Entries from a point annotation set:
────────────────
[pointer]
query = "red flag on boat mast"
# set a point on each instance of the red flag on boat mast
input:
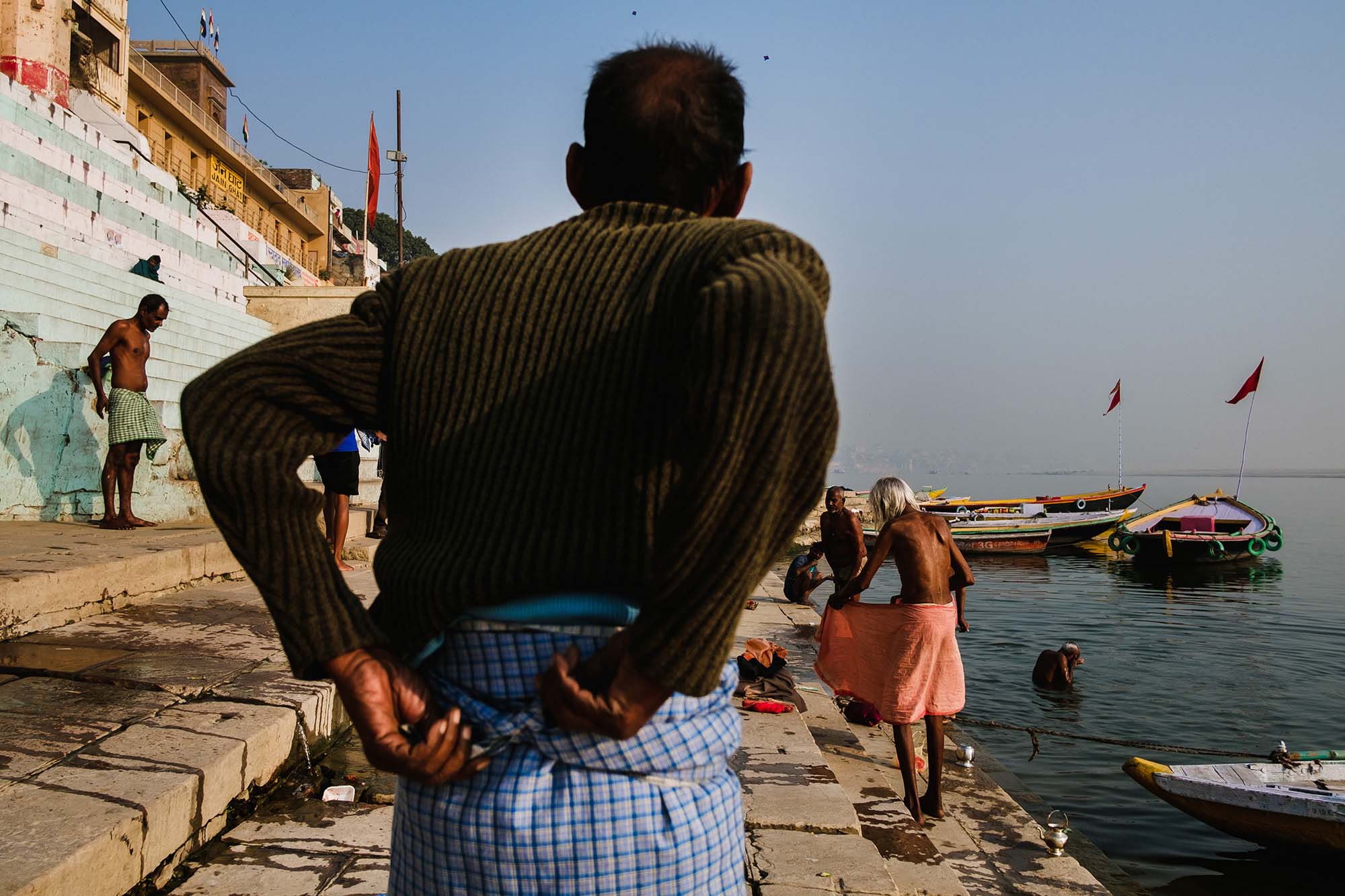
(1250, 386)
(1116, 399)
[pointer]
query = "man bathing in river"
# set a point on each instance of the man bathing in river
(843, 538)
(629, 384)
(1056, 667)
(903, 658)
(131, 419)
(804, 577)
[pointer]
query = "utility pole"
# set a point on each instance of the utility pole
(400, 158)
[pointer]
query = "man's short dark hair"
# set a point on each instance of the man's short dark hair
(662, 123)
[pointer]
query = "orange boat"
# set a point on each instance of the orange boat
(1083, 502)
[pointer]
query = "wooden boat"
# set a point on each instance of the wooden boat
(1066, 529)
(1089, 501)
(1303, 806)
(1007, 540)
(1199, 530)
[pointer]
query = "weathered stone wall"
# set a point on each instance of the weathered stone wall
(77, 212)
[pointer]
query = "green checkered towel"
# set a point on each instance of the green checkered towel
(131, 417)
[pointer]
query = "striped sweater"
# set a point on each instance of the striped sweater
(636, 401)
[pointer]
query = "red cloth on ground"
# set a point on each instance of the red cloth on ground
(903, 658)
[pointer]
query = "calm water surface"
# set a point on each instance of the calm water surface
(1238, 657)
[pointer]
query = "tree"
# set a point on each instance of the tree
(385, 236)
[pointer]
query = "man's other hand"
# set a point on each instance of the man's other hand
(605, 694)
(384, 694)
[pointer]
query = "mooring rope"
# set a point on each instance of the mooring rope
(1120, 741)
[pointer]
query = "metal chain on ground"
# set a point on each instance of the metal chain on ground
(1120, 741)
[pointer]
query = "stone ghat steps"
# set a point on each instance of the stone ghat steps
(59, 170)
(796, 794)
(104, 291)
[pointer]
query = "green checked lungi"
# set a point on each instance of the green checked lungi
(131, 417)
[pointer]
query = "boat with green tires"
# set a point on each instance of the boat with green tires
(1203, 529)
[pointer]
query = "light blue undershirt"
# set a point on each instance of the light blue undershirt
(548, 610)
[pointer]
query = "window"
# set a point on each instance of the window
(107, 48)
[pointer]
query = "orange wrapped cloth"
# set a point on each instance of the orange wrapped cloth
(903, 658)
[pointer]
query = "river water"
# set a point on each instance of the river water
(1233, 657)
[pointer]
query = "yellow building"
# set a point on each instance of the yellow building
(178, 97)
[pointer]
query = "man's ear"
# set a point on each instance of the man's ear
(728, 202)
(575, 177)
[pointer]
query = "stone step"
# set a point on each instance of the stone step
(106, 292)
(98, 571)
(130, 736)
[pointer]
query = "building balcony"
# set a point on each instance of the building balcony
(190, 115)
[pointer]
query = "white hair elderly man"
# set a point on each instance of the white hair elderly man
(903, 658)
(1056, 667)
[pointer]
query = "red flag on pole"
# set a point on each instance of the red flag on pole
(1250, 386)
(372, 190)
(1116, 399)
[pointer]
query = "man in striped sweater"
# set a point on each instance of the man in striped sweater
(626, 384)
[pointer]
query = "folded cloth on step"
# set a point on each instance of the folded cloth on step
(767, 682)
(903, 658)
(131, 417)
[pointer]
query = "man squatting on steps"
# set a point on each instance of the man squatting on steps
(131, 419)
(629, 384)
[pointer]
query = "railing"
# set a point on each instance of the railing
(150, 73)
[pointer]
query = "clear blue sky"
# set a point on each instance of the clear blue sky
(1019, 204)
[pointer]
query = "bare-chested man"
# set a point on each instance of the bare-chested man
(131, 419)
(1056, 667)
(843, 538)
(934, 573)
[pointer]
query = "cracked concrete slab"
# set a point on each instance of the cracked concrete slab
(80, 701)
(59, 841)
(362, 877)
(30, 743)
(56, 658)
(185, 674)
(271, 682)
(54, 573)
(249, 869)
(314, 826)
(829, 862)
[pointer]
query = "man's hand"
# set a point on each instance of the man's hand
(383, 696)
(606, 694)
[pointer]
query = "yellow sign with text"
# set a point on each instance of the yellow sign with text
(225, 182)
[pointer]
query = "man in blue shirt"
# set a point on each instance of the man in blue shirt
(340, 470)
(804, 576)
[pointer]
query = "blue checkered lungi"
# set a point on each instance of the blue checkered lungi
(564, 813)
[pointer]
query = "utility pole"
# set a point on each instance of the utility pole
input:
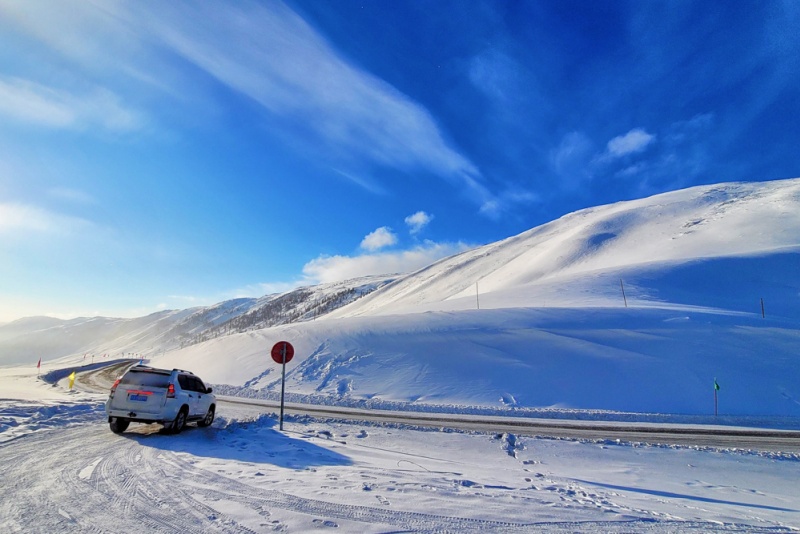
(623, 292)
────────────────
Request: Locate every line in the records that holds the word "blue", and copy each of those lines.

Solution to this task:
query = "light blue undershirt"
# set a point on each instance of the light blue undershirt
query = "clear blue sky"
# set a point on each instance of the clear blue sky
query = "man in blue shirt"
# set a point on each instance of the man in blue shirt
query = "blue checkered lungi"
# set a point on each instance of the blue checkered lungi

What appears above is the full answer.